EXERCISE AIM:
Convert the entries from the line containing "Spot every ceiling" through the line containing "[382,70,435,153]" into a Markdown table with the columns Row and Line, numbering each line in Row, giving its text in Line, and omitting any blank lines.

ENTRIES SUPPLIED:
....................
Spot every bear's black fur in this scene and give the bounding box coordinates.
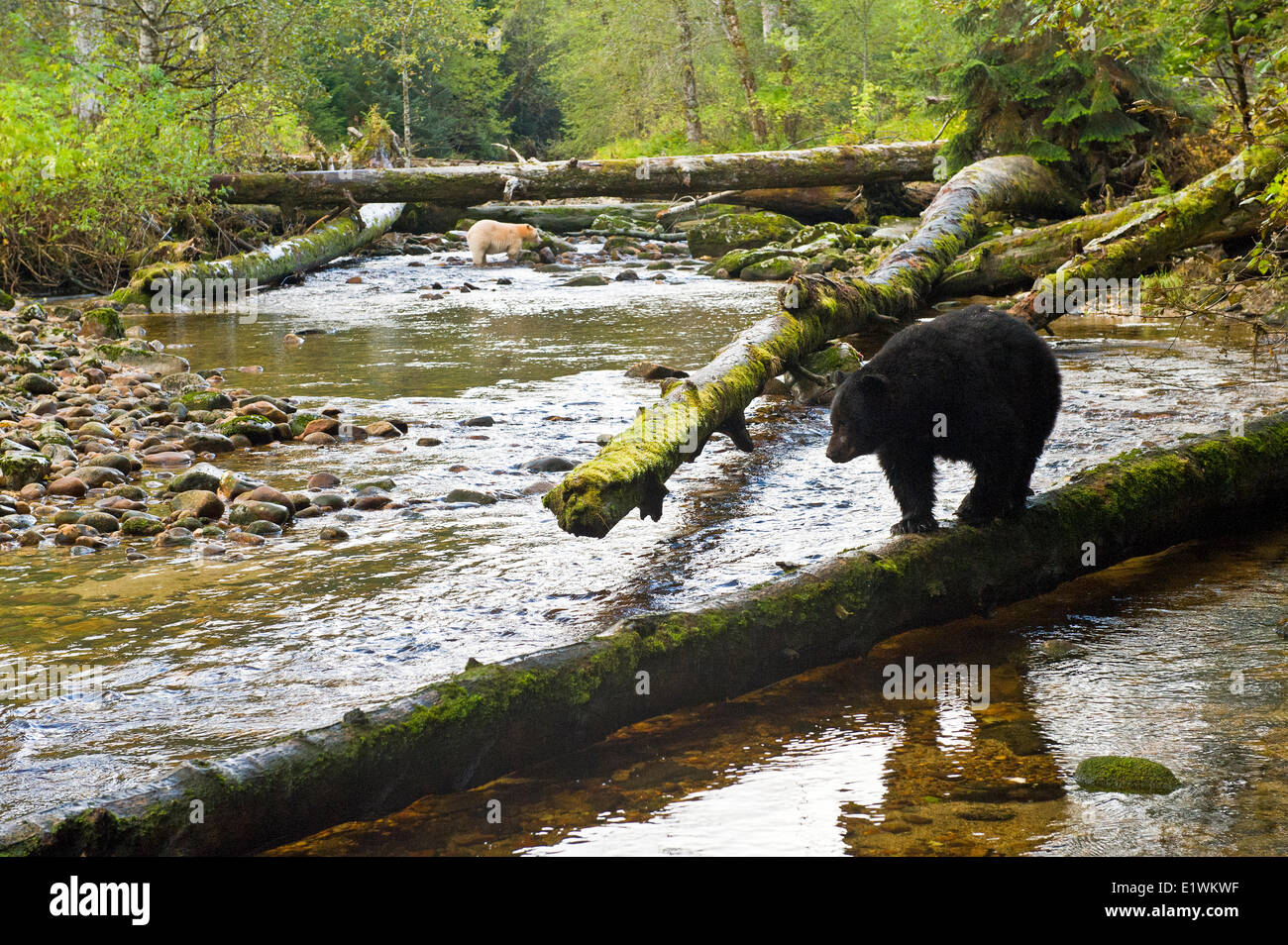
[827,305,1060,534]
....................
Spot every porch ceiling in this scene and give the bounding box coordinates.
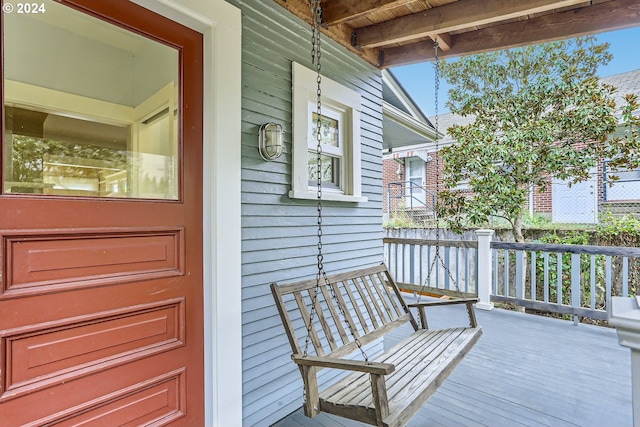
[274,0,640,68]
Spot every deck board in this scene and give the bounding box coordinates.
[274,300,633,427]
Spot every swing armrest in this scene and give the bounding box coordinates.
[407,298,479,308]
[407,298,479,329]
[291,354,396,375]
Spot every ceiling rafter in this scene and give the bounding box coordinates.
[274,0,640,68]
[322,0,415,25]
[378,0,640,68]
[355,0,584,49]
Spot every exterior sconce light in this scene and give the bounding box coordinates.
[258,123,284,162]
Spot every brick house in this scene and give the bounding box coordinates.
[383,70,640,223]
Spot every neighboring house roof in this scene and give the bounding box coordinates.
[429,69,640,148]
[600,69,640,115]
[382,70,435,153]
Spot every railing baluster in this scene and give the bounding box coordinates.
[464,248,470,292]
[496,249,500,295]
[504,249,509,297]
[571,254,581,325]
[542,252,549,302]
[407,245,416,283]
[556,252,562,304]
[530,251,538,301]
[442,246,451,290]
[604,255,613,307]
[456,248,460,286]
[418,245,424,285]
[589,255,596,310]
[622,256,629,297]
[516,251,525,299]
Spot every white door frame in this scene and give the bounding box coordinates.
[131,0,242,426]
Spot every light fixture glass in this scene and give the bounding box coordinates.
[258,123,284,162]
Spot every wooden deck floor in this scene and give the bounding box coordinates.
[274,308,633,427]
....................
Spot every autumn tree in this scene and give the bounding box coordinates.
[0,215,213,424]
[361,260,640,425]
....................
EXPECTED ANSWER:
| Row | Line |
|---|---|
| 1 | Spot every ceiling rafter in this scene and give the bounding box coordinates. |
| 2 | [274,0,640,68] |
| 3 | [322,0,415,25] |
| 4 | [378,0,640,68] |
| 5 | [355,0,584,49] |
| 6 | Spot every exterior sconce light in this scene and give the bounding box coordinates. |
| 7 | [258,123,284,162] |
| 8 | Spot every brick house in this scene and give the bounding box coordinates. |
| 9 | [383,70,640,223] |
| 10 | Spot every neighboring house roof in this scene and give the bounding box coordinates. |
| 11 | [429,69,640,148] |
| 12 | [600,69,640,115] |
| 13 | [382,70,435,153] |